**Exercise requirements**
Reproduce nothing but the closing run of lines: the line with "Task: set a point on the blue" and each line that follows it to the end of the data.

**Exercise data**
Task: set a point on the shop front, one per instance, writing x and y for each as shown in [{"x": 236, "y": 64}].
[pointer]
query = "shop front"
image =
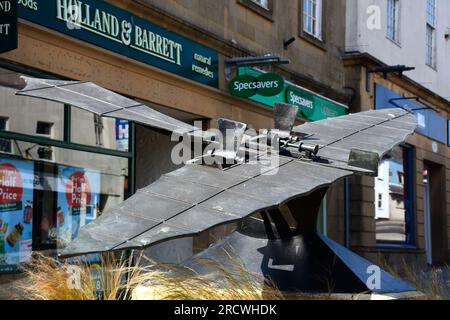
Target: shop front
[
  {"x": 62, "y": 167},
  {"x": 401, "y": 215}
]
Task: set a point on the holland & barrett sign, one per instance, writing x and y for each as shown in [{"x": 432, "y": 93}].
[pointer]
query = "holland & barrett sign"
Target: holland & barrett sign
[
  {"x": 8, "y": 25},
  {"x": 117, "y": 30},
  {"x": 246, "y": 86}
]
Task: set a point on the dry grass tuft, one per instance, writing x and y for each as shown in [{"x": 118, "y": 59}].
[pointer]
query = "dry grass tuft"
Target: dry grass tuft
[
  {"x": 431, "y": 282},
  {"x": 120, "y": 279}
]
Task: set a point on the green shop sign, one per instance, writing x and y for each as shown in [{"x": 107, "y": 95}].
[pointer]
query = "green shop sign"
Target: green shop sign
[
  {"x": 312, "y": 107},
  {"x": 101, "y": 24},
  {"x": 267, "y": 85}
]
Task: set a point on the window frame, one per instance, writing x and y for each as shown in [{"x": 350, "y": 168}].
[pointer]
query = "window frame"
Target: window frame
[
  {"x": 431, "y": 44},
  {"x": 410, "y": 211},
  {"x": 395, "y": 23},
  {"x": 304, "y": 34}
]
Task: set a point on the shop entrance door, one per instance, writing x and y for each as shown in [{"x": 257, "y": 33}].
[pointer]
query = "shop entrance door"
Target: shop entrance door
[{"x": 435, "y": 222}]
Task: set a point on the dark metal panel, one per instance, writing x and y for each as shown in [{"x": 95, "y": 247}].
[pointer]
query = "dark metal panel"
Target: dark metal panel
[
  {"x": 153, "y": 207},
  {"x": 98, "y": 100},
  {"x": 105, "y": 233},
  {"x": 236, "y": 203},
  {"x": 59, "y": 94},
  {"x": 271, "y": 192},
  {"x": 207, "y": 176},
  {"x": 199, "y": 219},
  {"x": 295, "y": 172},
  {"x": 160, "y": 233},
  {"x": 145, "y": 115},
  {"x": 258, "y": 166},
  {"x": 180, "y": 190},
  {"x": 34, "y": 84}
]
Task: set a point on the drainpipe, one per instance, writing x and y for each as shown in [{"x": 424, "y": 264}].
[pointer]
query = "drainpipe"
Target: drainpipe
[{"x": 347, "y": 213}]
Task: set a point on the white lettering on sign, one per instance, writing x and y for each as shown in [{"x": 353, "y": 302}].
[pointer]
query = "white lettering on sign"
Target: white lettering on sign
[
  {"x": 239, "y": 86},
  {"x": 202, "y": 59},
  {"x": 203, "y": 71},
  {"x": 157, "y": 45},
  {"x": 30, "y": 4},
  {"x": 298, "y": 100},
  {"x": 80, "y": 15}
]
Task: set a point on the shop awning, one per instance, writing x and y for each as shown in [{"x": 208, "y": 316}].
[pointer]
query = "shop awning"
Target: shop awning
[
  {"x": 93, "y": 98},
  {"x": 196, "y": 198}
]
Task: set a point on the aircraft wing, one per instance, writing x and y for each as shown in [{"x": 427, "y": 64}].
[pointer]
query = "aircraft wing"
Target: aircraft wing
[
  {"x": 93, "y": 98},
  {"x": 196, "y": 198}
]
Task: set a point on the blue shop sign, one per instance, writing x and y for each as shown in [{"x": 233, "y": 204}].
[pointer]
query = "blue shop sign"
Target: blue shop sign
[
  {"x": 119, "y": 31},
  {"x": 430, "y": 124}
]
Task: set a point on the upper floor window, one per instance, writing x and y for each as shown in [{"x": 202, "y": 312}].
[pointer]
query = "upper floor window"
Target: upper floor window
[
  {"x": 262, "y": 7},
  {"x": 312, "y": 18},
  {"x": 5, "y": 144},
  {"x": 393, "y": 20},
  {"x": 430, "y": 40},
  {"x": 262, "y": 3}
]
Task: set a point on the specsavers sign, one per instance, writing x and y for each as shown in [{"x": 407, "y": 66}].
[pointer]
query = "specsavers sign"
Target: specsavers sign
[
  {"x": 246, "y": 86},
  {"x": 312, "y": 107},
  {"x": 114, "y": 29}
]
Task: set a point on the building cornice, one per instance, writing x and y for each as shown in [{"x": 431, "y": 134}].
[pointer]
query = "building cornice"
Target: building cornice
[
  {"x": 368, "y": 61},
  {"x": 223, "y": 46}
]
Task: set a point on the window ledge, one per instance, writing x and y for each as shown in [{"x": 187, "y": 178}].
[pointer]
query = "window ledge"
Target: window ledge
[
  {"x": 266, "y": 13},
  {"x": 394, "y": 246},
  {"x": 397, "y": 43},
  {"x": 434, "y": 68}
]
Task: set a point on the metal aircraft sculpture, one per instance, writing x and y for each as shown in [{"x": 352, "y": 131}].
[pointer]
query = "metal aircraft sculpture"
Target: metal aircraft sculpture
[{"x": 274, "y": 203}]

**The solution**
Task: set a point on the blue shop sign, one per instance, writing x and y for each as shown in [{"x": 233, "y": 204}].
[pointer]
query = "blue shop sign"
Target: blue shop sign
[
  {"x": 119, "y": 31},
  {"x": 430, "y": 124}
]
Task: set a point on the upper floor window, one per instance, writing x and y for each as shown in [{"x": 202, "y": 312}].
[pointer]
query = "upper floor window"
Target: upper floor window
[
  {"x": 262, "y": 7},
  {"x": 312, "y": 18},
  {"x": 5, "y": 144},
  {"x": 393, "y": 20},
  {"x": 430, "y": 40},
  {"x": 262, "y": 3}
]
Task: set a point on the specsavers sign, one per instance, writing x and y for each as shown in [{"x": 407, "y": 66}].
[pointer]
query = "specsavers sign"
Target: specsavers sign
[
  {"x": 246, "y": 86},
  {"x": 312, "y": 107},
  {"x": 114, "y": 29}
]
Task: set a point on the building cornice, one per instance, writing x and y for each as shown in [{"x": 431, "y": 134}].
[pointer]
query = "building cornice"
Target: building cornice
[
  {"x": 368, "y": 61},
  {"x": 223, "y": 46}
]
Task: set a point on the window ledge, one per instance, writing x and y for each as shown in [{"x": 187, "y": 178}].
[pointer]
query = "window ledge"
Target: window ledge
[
  {"x": 266, "y": 13},
  {"x": 394, "y": 246},
  {"x": 397, "y": 43},
  {"x": 434, "y": 68}
]
Task: set a point on the metal aircraft sculpture, one per instance, writing x and y for each as shown in [{"x": 352, "y": 131}].
[pointer]
query = "metal aircraft sculpture"
Target: metal aircraft sculpture
[{"x": 274, "y": 203}]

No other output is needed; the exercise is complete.